* STATED EXERCISE A *
Rewrite the forum thread's paragraph that begins "I am looking for a free editing tool" as a short bulleted list that keeps its main facts.

# Free background removal tool for PS CS4 on Mac



## stealers (Apr 28, 2009)

I am looking for a free editing tool (for PS CS4 running on Mac OS X) to remove the background just like GML Matting. Unfortunately, GML is not supported on Mac version. I appreciate your inputs and share experiences.


----------



## kalmkidd (Apr 30, 2009)

if you have photoshop what do u mean a tool? photoshop removes backgrounds in itself.


----------



## DeadPixel (May 1, 2009)

kalmkidd said:


> if you have photoshop what do u mean a tool? photoshop removes backgrounds in itself.


GML Matting is a photoshop plug-in which supposed to remove background easier and faster 

And does it quite good! For a complexed parts in removing backgrounds (like hair etc.) it is very handy.


----------



## IanK (May 2, 2009)

* PROVIDED RECORDS *

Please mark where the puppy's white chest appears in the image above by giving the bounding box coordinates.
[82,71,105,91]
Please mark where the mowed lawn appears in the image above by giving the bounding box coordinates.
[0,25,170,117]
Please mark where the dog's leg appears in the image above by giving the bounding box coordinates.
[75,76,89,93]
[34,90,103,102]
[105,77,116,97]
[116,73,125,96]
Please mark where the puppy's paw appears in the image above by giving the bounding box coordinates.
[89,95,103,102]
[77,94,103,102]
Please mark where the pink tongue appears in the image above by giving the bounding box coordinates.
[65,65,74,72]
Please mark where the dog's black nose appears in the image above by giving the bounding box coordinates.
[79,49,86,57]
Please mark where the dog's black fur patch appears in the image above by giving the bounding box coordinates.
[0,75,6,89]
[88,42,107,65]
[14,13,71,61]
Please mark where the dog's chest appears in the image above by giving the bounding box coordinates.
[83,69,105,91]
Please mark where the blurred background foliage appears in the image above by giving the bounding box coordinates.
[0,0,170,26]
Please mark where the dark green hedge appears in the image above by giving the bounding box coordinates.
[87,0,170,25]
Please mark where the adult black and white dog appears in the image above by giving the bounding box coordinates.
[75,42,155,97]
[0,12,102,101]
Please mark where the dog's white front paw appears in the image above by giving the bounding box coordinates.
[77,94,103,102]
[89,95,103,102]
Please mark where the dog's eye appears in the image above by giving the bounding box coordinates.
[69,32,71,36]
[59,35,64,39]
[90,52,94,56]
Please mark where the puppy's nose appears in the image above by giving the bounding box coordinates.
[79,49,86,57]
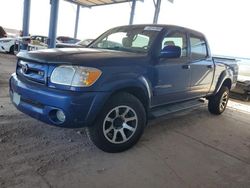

* STATED EXERCISE B *
Please resize the listing, starting at the line that contains "Please mark where the pink" and ending at the last line of the listing, both included. Give those lines again with their requests, multiply every bounding box coordinate in the answers by 1.85, round to whole numbers with halves going up, and leave the picture out.

* EXPECTED OUTPUT A *
- Seeks a free editing tool for Photoshop CS4 on Mac OS X that removes backgrounds like GML Matting does.
- GML Matting is not supported on the Mac version.
- Invites others to share their input and experiences.

* EXPECTED OUTPUT B *
Please mark where the pink tongue appears in the image above by giving the bounding box coordinates.
[120,120,137,133]
Please mark where the dog's black nose appears in the image above by giving the bounding box coordinates.
[146,91,159,105]
Please mark where the dog's black fur patch appears in the image above by giving the bounding box coordinates.
[0,139,11,165]
[163,78,198,120]
[26,24,131,113]
Please mark where the dog's chest appears in the image above by giving the bounding box coordinates.
[154,128,194,168]
Please mark where the blurred background foliage appears in the image above by giving the bounding box coordinates.
[0,0,315,48]
Please mark where the dark green hedge appears in the image above by giving the bounding box coordinates.
[161,0,315,46]
Please mark where the adult black and white dog appears in the image above by giving the bounding box coordinates.
[139,78,287,179]
[0,22,189,187]
Please mark where the dog's white front paw appears in the image above by giving the bounding box coordinates.
[142,174,191,189]
[165,176,191,189]
Please mark where the dog's eye appears in the image above by giving the bounding box coordinates.
[128,59,131,67]
[109,65,118,72]
[167,96,174,104]
Please mark where the puppy's nose appears in the image above by giving the bounding box coordinates.
[146,91,159,105]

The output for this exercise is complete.